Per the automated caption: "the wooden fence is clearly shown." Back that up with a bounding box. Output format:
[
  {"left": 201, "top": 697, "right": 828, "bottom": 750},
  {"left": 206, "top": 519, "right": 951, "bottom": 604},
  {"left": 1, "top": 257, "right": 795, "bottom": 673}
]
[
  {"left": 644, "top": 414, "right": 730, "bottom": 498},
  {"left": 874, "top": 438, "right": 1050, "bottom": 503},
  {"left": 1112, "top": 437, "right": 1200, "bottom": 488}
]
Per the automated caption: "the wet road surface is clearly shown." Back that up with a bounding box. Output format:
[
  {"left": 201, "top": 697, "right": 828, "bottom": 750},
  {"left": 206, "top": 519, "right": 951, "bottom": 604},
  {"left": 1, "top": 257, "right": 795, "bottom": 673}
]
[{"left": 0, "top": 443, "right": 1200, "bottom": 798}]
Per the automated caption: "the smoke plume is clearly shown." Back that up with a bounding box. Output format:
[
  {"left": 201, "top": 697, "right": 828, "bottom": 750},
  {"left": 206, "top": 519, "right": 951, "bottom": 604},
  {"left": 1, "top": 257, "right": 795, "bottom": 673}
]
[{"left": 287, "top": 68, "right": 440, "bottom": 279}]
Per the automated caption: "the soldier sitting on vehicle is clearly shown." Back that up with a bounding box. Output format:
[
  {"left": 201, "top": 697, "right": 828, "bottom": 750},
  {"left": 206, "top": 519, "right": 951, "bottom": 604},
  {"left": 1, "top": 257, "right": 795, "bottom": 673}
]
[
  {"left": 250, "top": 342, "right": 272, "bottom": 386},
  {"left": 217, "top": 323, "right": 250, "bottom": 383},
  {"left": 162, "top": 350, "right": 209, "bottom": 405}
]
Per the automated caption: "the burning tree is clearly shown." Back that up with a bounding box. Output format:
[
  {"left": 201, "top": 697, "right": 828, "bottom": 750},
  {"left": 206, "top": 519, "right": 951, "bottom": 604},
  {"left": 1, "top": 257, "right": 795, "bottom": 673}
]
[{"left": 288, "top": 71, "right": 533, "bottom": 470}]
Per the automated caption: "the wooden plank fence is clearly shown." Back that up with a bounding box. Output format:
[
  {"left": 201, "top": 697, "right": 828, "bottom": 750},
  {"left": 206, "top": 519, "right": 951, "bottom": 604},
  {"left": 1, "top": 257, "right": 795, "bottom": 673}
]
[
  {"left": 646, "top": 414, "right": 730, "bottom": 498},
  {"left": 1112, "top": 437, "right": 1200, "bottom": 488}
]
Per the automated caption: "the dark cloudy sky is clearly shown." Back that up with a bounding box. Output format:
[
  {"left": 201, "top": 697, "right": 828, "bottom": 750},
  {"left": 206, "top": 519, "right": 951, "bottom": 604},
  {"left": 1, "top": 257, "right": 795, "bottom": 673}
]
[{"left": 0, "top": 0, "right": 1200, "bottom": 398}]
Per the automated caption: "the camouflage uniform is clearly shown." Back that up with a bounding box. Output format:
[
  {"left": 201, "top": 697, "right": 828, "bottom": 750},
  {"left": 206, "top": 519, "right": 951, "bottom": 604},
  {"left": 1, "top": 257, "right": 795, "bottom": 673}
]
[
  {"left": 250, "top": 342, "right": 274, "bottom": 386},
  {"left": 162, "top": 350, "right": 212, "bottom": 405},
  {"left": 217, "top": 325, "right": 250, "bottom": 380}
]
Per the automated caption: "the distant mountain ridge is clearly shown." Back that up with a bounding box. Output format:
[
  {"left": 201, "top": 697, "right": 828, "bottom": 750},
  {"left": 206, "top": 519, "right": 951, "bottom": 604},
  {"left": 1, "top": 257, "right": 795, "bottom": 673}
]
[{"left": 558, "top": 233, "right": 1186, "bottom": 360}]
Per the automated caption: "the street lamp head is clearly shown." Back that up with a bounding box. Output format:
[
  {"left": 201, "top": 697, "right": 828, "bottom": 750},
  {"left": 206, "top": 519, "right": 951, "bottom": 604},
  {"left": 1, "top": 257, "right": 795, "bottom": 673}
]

+===+

### Exercise goal:
Print all of the lines above again, character for character, with nothing changed.

### Task response:
Per the automated caption: "the wooden fence is clearly shown." Back that up with a bounding box. Output format:
[
  {"left": 201, "top": 697, "right": 828, "bottom": 750},
  {"left": 206, "top": 519, "right": 951, "bottom": 604},
  {"left": 1, "top": 257, "right": 795, "bottom": 673}
]
[
  {"left": 644, "top": 414, "right": 730, "bottom": 498},
  {"left": 874, "top": 438, "right": 1050, "bottom": 503},
  {"left": 1112, "top": 437, "right": 1200, "bottom": 488}
]
Per the automated caption: "the wet road surface is clearly shown." Back that up with a bounding box. Output format:
[
  {"left": 201, "top": 697, "right": 828, "bottom": 750},
  {"left": 206, "top": 519, "right": 951, "bottom": 604},
  {"left": 1, "top": 257, "right": 795, "bottom": 673}
]
[{"left": 0, "top": 443, "right": 1200, "bottom": 798}]
Per the automated caption: "the smoke plume is clearly shown." Back that up with a bounding box. Output format:
[
  {"left": 201, "top": 697, "right": 828, "bottom": 750},
  {"left": 206, "top": 519, "right": 951, "bottom": 604},
  {"left": 1, "top": 257, "right": 795, "bottom": 673}
]
[{"left": 287, "top": 68, "right": 440, "bottom": 279}]
Per the automated caption: "the soldier sitting on vehicle is clearly shown." Back that up with a bounding box. Output format:
[
  {"left": 201, "top": 697, "right": 828, "bottom": 750},
  {"left": 206, "top": 519, "right": 951, "bottom": 604},
  {"left": 1, "top": 257, "right": 795, "bottom": 673}
]
[
  {"left": 250, "top": 342, "right": 272, "bottom": 386},
  {"left": 217, "top": 323, "right": 250, "bottom": 383},
  {"left": 162, "top": 350, "right": 209, "bottom": 405}
]
Per the automated caption: "the burning tree is clearly shown." Back that up with a bounding box. Output format:
[
  {"left": 201, "top": 697, "right": 828, "bottom": 750},
  {"left": 206, "top": 519, "right": 951, "bottom": 604},
  {"left": 1, "top": 257, "right": 795, "bottom": 673}
]
[{"left": 288, "top": 71, "right": 533, "bottom": 470}]
Per the automated caption: "the wooden plank fence is clearly shown." Back that up with a bounding box. Output format:
[
  {"left": 201, "top": 697, "right": 828, "bottom": 750},
  {"left": 206, "top": 519, "right": 951, "bottom": 604},
  {"left": 1, "top": 257, "right": 795, "bottom": 673}
]
[
  {"left": 646, "top": 414, "right": 730, "bottom": 498},
  {"left": 1112, "top": 437, "right": 1200, "bottom": 488}
]
Per the automated caption: "the dark cloudy sky is clearly shown." Back that up with a bounding box. Output format:
[
  {"left": 201, "top": 697, "right": 828, "bottom": 750},
  {"left": 206, "top": 519, "right": 951, "bottom": 604},
  {"left": 1, "top": 257, "right": 795, "bottom": 673}
]
[{"left": 0, "top": 0, "right": 1200, "bottom": 398}]
Per the automated caption: "the camouflage uniform is clearly shown." Back that up with a bounding box. Output format:
[
  {"left": 201, "top": 697, "right": 828, "bottom": 750},
  {"left": 206, "top": 519, "right": 951, "bottom": 604},
  {"left": 1, "top": 257, "right": 795, "bottom": 673}
]
[
  {"left": 250, "top": 342, "right": 274, "bottom": 386},
  {"left": 162, "top": 350, "right": 212, "bottom": 405},
  {"left": 217, "top": 325, "right": 250, "bottom": 380}
]
Per the automated caption: "the distant mountain ridge is clearly shown." Back that up with a bounding box. Output format:
[
  {"left": 201, "top": 697, "right": 828, "bottom": 750},
  {"left": 206, "top": 519, "right": 951, "bottom": 604},
  {"left": 1, "top": 257, "right": 795, "bottom": 673}
]
[{"left": 558, "top": 233, "right": 1186, "bottom": 360}]
Per the automated caption: "the street lamp head is clearly shown." Back that up with a bounding box. Output format:
[
  {"left": 201, "top": 697, "right": 828, "bottom": 750},
  {"left": 206, "top": 519, "right": 951, "bottom": 604},
  {"left": 1, "top": 257, "right": 795, "bottom": 673}
]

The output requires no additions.